Nothing in the data below may be left out; return all of it exactly.

═════ Supplied material

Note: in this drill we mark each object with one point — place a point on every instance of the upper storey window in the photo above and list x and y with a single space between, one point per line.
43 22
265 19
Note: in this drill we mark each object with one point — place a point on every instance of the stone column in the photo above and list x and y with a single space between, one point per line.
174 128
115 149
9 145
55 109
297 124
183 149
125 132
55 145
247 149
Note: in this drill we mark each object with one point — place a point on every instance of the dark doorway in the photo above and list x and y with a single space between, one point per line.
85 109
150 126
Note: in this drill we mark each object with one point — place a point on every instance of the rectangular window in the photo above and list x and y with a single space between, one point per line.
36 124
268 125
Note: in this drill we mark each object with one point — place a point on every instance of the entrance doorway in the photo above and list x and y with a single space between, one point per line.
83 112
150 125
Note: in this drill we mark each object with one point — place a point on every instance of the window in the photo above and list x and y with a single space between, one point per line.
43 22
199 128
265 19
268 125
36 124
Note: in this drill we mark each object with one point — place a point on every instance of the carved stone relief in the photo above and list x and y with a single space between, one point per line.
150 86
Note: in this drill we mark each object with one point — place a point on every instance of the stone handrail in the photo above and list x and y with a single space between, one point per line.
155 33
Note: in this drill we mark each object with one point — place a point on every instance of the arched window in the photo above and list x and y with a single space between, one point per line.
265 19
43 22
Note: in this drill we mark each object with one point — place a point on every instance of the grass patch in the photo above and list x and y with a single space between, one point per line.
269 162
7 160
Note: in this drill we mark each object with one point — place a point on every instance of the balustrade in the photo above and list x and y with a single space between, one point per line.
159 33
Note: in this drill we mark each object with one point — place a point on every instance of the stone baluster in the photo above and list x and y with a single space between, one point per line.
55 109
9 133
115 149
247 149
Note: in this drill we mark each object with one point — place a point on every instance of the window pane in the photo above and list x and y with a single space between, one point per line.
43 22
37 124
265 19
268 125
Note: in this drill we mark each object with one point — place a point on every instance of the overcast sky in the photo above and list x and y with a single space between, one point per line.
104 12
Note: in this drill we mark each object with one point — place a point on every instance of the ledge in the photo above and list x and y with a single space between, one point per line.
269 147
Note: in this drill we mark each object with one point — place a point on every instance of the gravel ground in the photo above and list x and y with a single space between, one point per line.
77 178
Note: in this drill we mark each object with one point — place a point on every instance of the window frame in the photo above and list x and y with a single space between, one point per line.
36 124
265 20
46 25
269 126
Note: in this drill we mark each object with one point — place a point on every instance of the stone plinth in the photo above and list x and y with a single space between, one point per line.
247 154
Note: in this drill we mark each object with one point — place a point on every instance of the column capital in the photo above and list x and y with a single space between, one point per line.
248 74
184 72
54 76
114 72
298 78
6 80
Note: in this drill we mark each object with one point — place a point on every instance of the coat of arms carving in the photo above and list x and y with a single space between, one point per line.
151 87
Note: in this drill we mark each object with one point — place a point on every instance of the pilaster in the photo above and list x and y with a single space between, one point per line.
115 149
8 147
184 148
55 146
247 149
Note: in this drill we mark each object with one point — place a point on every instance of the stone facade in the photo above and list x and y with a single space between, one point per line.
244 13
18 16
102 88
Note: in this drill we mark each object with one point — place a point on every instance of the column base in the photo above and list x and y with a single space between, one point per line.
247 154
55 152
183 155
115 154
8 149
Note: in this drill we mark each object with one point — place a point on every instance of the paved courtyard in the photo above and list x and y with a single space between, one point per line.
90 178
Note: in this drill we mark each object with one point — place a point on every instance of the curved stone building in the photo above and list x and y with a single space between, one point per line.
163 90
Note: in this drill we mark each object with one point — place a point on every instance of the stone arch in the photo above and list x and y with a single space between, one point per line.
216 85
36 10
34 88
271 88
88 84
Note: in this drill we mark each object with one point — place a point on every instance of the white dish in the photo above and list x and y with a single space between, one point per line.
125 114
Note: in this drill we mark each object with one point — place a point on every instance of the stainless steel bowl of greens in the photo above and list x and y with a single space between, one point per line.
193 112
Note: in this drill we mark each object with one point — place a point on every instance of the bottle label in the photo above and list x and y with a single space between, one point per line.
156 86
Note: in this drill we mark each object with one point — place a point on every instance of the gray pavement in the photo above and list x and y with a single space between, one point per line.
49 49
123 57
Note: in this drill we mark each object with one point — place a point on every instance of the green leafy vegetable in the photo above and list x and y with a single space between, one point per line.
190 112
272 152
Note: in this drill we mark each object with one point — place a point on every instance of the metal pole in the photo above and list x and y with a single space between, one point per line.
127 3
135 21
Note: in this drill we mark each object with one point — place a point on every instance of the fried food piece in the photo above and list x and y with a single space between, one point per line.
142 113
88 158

══════════

Response to this task:
Note: in this drill we mark each object with one point — place a point on every instance of the upper storey window in the photo above and list x and y with a single space between, one point per line.
43 22
265 19
Note: in this drill we mark each object with one point — place a point on every instance of the stone column in the photo above and list x and y with a single space between, one point per line.
174 128
115 149
9 145
55 109
297 124
183 149
125 132
55 145
247 149
Note: in this drill we mark each object with one point — place a point on every instance of the dark doorway in the photo above and list x and y with a single space between, one point per line.
85 109
150 126
Note: in this drill we mark each object with one point — place a point on every instance of the rectangular window in the photo above and list x and y with a single space between, one point per line.
36 124
268 125
Note: in this drill we mark each object with one point — place a point on every instance of the entrance doorway in the photo above and list x and y with a single space between, one point per line.
83 112
150 125
Note: in this drill we mark each object with one point — place a point on every instance of the window in the photo above and list x and y with a single space between, one point per line.
43 22
199 128
265 19
268 125
36 124
Note: in this drill we mark each object with one point — place a point on every instance of the carved stone relief in the photo above and list x and y with a single space between, one point per line.
150 86
Note: in this drill we mark each object with one point — place a point on every instance of the stone handrail in the photo above and list x and y with a single space between, one point per line.
155 33
Note: in this drill we mark each object with one point — place a point on every instance of the arched window in the photo above and list x and y with a single space between, one point per line.
265 19
43 22
Note: in this drill we mark each object with one point — place a point on every instance of the grass patch in the photo above and list x and y with a single space between, one point per line.
269 162
7 160
Note: in this drill we mark each object with one point — place a point on every instance of the balustrade in the photo above and list x and y with a single space between, one point per line.
159 33
Note: in this drill we mark each object with one point — place a point on every instance of the stone baluster in the photo above and list x and y with a single space between, one point per line.
55 109
9 133
115 149
247 149
Note: in this drill we mark each object with one point — place a point on every instance of the window pane in the photo above and list x and y with a single space between, one point per line.
43 22
37 124
265 19
268 125
Note: in this drill we mark each object with one point — place a point on every instance of the overcast sky in the photo above and list x and y with a single space between, one point per line.
104 12
Note: in this drill we mark each object with one point — place a point on every instance of the ledge in the photo above and list x and y with a single space between, one point per line.
269 147
Note: in this drill we mark each object with one point — place a point on every instance of the gravel ground in the photo above and list x and y with a single space between, one point per line.
77 178
Note: in this drill we mark each object with one point — place a point on every instance of the window frame in the photo above and list x and y with a single space between, one point per line.
36 124
265 20
46 25
269 126
Note: in this drill we mark each object with one point — place a point on every instance of the stone plinth in the photo above and list x and y with a single space between, one point per line.
247 154
Note: in this drill we mark each object with one point — place a point on every instance of the column capital in the photo above and list x and y with a single space between, one point per line.
248 74
184 72
54 76
114 72
298 78
6 80
Note: in this drill we mark each object with one point — place a point on every instance of the coat of arms carving in the photo above and list x and y with a single space between, one point per line.
151 87
Note: in this drill we mark each object with one point — place a point on every instance of the pilaster in the photo above and list x and y with a single space between, one point per line.
115 149
8 147
184 148
55 146
247 149
Note: in this drill we mark each object with one point — place a point on every instance of the stone facade in the photo above and list x and y with a single space between, one point per line.
244 13
18 16
102 88
Note: in this drill we mark each object with one point — place a point on every instance of the column base in the photo above and list x and y with a single space between, one point per line.
247 154
55 152
183 155
115 154
8 149
Note: in this drill we mark each object with one point — place a point on every instance of the paved courtyard in the photo above and list x and y with a single space between, one point per line.
90 178
Note: in this drill we mark each object with one point — place a point on every instance of the curved stone building in the photo above and list x and y with a single space between, one point per line.
163 90
Note: in this drill we mark each object with one point — place a point on every instance of the stone arch in the photo above and list x and y with a single space between, one point per line.
216 85
36 10
34 88
271 88
88 84
Note: in this drill we mark each object with one point — place a point on every instance of the white dish in the photo above and list x and y with a single space between, one point per line.
125 114
Note: in this drill we mark each object with one point — place a point on every instance of the stainless steel bowl of greens in the photo above and list x and y with a single space between, one point per line.
193 112
Note: in this drill we mark each object with one point — place a point on every instance of the bottle label in the photo above and list x and y with a single space between, one point per line.
156 86
Note: in this drill we mark each object with one point — place a point on every instance of the gray pavement in the photo above and list x and y with a single space between, one point per line.
49 49
123 57
Note: in this drill we mark each object with one point — place a point on every instance of the green leafy vegetable in the photo above and list x and y with a single space between, one point per line.
190 112
272 152
Note: in this drill we mark each object with one point — place a point on every instance of the metal pole in the photo above and list x and y with a single space between, one point per line.
127 3
135 21
Note: in this drill we mark each object with one point — place a point on every instance of the fried food piece in the photo above and list x and y with a single space between, one point per line.
142 113
88 158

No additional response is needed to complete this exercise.